Work to complete - Write out the listing below from the line containing "Exercise. Point out the blue hatchback" to its last line, unaltered, ends included.

Dataset items
☆ ☆ ☆ ☆ ☆ ☆ ☆
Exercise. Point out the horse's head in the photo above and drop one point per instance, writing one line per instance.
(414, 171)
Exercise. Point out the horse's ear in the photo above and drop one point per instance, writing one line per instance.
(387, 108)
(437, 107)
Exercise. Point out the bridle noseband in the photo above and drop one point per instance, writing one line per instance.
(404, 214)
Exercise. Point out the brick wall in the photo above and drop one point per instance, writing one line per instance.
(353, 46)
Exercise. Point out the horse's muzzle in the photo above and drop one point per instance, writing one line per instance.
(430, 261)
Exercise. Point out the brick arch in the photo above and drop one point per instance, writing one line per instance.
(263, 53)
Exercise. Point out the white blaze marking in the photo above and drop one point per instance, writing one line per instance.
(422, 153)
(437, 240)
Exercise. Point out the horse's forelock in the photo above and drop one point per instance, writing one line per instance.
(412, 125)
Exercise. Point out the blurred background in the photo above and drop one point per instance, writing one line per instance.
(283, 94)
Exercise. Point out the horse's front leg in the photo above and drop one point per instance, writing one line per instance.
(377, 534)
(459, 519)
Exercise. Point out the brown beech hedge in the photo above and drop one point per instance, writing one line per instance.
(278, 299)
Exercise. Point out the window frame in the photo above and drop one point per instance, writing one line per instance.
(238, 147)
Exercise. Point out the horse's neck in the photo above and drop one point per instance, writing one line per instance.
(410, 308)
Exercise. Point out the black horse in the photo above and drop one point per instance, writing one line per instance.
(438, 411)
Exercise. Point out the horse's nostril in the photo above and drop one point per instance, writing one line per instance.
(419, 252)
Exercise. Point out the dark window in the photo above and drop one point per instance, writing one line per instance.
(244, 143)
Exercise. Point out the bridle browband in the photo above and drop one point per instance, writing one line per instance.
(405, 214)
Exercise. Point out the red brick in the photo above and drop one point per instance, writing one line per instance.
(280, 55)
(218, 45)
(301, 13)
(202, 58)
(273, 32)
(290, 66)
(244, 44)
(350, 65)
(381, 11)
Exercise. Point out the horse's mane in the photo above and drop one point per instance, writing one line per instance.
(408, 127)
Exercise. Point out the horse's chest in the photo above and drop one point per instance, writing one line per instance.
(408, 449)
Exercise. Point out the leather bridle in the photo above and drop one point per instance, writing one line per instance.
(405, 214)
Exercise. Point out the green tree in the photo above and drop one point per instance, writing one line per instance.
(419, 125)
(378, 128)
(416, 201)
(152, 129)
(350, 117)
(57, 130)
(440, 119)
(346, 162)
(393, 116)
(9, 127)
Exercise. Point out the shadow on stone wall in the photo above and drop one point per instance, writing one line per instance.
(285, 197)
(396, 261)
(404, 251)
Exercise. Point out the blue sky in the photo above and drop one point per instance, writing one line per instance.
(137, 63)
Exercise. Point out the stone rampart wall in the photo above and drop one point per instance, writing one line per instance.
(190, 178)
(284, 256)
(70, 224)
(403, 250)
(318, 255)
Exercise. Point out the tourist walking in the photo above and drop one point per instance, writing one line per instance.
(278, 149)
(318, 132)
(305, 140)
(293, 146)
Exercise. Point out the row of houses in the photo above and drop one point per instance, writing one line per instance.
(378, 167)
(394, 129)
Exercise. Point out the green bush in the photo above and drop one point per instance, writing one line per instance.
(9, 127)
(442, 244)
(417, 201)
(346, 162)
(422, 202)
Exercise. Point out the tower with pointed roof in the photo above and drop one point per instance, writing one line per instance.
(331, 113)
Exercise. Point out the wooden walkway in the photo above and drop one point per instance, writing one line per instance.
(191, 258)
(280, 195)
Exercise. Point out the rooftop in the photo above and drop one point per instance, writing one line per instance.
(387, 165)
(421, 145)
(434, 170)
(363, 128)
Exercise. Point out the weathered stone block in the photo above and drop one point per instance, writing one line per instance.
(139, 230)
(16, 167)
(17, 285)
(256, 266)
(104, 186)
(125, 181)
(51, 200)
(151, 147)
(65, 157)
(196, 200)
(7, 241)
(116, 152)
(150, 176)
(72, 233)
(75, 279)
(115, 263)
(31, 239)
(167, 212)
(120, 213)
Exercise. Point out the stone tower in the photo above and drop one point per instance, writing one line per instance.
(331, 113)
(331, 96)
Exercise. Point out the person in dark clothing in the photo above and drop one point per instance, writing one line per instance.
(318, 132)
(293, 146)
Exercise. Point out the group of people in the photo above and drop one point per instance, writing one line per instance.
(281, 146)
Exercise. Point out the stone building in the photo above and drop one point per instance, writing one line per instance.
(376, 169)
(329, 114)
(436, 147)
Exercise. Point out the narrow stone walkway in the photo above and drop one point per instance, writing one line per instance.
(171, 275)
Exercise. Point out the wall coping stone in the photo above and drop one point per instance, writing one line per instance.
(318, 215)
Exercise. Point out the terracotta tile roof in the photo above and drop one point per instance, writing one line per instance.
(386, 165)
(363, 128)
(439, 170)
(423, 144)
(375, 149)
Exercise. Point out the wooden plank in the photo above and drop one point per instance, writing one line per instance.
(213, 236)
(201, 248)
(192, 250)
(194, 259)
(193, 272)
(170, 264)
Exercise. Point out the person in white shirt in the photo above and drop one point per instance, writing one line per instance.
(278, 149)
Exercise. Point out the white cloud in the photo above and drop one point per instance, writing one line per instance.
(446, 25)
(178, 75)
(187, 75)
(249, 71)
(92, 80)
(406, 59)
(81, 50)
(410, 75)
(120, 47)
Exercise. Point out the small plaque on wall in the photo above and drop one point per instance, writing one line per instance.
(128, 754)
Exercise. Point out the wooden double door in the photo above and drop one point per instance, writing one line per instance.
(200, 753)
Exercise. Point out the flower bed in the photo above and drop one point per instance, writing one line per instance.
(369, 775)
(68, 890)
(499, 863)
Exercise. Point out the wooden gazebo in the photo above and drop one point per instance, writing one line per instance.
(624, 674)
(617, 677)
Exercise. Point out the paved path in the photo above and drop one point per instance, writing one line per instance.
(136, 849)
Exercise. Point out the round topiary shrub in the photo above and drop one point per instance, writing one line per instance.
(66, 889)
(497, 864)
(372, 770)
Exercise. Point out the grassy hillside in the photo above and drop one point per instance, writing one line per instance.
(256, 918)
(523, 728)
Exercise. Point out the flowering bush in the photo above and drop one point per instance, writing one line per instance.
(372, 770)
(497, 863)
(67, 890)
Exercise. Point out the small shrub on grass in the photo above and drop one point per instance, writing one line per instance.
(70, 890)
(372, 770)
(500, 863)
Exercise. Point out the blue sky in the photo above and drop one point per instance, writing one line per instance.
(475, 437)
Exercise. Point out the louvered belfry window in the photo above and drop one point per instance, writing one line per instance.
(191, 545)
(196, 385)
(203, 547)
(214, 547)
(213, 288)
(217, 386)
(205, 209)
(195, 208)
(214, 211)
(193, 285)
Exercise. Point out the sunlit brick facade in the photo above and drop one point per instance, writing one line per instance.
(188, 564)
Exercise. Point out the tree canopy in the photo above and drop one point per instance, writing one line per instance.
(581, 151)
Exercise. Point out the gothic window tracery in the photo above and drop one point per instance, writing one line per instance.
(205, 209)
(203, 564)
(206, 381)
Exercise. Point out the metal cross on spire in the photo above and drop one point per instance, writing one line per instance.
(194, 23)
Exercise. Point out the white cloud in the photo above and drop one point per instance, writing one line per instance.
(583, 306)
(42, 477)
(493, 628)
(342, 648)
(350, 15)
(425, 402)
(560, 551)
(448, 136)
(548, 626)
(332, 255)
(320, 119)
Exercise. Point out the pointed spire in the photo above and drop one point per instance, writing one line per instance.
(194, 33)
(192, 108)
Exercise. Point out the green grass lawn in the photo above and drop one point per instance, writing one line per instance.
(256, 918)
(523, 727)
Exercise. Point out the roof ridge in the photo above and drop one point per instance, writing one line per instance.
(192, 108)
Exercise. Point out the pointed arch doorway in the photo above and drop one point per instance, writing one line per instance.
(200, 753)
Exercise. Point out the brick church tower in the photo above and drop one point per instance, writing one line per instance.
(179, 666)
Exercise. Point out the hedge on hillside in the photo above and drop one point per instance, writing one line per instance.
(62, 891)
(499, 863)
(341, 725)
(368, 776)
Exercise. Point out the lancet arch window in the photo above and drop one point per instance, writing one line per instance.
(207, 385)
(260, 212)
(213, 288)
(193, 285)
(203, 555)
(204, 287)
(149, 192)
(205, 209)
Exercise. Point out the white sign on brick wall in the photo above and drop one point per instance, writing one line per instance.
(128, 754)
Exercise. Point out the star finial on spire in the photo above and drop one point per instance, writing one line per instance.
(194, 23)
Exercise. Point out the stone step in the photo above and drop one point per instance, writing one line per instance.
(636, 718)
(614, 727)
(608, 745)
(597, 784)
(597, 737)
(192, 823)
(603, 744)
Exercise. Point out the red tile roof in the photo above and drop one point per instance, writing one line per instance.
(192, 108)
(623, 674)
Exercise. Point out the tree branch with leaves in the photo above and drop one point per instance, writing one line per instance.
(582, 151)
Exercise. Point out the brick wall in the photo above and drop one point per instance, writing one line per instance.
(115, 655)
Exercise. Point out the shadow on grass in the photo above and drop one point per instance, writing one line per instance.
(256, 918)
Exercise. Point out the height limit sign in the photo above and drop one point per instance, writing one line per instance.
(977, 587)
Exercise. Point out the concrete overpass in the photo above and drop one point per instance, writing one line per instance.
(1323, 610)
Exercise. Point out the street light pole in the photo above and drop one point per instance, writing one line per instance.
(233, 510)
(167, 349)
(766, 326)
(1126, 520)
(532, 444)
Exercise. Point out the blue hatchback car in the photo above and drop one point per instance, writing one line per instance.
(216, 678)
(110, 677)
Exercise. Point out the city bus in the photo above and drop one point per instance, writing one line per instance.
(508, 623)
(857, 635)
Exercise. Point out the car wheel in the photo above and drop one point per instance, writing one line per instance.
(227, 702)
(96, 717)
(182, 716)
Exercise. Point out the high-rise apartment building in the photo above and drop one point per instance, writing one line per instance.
☆ ☆ ☆ ☆ ☆ ☆ ☆
Exercise response -
Exercise. Point out the blue hatchback car in the photo above and drop one point per instance, writing one line per instance.
(216, 678)
(110, 677)
Exercise. Point out the city bus in the photo above and drop one point per instance, writing one line per instance.
(508, 623)
(857, 635)
Exercise. Point out the car wheel in the photo above and drop one point per instance, writing one line per instance.
(227, 702)
(96, 717)
(182, 716)
Exercise. Point out the high-rise apartment building in the photo above and drop one point per instance, writing one line per instance.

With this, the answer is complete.